[Start of GIVEN RECORDS]

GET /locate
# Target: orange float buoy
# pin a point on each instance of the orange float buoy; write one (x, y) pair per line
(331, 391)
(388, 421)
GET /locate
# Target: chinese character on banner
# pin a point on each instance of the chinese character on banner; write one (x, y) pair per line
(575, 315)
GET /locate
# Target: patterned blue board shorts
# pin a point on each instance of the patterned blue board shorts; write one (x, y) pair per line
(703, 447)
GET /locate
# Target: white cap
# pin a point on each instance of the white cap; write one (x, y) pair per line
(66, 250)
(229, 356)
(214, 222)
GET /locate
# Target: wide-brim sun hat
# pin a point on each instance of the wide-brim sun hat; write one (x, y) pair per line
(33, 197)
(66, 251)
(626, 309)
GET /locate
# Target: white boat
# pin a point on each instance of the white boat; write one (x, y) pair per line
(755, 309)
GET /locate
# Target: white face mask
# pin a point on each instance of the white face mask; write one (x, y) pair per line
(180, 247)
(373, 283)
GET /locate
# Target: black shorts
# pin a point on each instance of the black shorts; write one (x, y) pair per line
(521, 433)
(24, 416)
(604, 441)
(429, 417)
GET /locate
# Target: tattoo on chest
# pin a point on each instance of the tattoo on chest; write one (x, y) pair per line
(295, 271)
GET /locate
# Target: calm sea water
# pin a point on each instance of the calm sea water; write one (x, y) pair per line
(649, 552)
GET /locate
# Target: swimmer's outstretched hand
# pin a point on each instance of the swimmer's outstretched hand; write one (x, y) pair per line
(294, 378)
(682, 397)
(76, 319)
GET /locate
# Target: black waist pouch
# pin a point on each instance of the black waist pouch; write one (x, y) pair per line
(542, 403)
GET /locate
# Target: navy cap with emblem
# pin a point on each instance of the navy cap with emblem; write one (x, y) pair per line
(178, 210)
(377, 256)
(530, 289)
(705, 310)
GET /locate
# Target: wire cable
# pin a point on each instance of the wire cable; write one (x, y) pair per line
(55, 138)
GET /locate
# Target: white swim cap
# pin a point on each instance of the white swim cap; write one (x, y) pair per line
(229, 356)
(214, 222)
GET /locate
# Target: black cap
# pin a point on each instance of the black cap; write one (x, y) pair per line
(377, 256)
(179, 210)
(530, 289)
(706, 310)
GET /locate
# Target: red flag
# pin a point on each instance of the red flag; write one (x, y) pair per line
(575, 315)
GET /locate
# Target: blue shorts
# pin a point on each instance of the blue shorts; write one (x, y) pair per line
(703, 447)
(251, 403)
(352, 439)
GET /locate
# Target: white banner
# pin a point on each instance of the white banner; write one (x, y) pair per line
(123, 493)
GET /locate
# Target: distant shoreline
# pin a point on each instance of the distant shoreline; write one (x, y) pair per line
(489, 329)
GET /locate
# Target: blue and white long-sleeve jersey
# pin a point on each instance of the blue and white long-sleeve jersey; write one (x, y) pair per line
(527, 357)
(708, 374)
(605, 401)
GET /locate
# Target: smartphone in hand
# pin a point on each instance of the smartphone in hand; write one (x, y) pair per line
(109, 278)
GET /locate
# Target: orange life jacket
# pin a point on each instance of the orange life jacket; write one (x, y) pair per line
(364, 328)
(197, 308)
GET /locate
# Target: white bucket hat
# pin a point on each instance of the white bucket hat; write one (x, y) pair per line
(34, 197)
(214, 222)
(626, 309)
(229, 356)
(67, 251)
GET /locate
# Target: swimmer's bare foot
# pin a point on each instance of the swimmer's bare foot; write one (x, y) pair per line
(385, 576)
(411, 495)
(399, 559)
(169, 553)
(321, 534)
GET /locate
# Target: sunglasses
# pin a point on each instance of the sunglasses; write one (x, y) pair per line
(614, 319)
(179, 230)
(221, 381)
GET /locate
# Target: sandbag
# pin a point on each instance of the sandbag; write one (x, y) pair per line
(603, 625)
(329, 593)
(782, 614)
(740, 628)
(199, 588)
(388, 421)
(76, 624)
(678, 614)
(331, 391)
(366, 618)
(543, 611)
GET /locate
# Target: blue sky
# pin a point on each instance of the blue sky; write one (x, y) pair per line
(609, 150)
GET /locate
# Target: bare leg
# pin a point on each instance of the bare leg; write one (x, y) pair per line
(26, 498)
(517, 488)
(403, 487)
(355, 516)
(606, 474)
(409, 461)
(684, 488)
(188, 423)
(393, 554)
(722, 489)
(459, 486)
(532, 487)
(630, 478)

[End of GIVEN RECORDS]

__SET EXERCISE__:
State how many lines in the entries above contain the word "bucket", and give only that number.

__SOLVED EXERCISE__:
2